:: Aim ::
Pull out every line below that contains the string "water", copying each in full. Match case exactly.

___ Entries ___

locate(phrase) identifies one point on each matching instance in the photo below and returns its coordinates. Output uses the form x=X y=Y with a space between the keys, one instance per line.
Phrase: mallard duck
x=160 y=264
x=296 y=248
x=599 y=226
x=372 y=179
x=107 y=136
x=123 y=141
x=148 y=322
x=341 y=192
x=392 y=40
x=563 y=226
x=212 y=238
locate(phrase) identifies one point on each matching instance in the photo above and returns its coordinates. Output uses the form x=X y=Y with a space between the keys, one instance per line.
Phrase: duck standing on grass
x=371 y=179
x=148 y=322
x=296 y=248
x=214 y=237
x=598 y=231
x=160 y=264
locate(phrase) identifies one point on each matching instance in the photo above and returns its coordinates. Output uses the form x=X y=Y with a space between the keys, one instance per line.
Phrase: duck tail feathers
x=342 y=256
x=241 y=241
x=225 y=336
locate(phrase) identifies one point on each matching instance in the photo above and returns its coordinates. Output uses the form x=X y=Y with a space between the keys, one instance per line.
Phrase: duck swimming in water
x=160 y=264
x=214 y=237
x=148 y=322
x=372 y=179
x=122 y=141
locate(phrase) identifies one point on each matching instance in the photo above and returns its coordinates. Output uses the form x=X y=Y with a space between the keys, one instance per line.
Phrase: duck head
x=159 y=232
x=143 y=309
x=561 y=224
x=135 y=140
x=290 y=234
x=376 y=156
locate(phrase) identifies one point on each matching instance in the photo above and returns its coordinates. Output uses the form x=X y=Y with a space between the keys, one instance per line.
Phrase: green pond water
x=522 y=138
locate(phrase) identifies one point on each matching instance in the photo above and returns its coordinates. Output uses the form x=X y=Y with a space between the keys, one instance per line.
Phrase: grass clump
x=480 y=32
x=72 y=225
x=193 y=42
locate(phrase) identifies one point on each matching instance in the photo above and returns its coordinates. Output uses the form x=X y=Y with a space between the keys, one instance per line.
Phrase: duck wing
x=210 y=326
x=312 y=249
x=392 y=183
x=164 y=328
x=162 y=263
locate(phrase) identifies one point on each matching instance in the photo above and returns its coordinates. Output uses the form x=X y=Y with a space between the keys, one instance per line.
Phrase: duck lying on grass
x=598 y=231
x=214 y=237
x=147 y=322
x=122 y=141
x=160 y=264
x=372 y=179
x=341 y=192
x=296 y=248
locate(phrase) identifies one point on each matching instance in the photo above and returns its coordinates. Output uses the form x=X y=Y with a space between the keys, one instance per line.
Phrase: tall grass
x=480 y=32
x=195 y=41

___

:: Complete answer ::
Phrase: duck swimming in water
Phrase: green pond water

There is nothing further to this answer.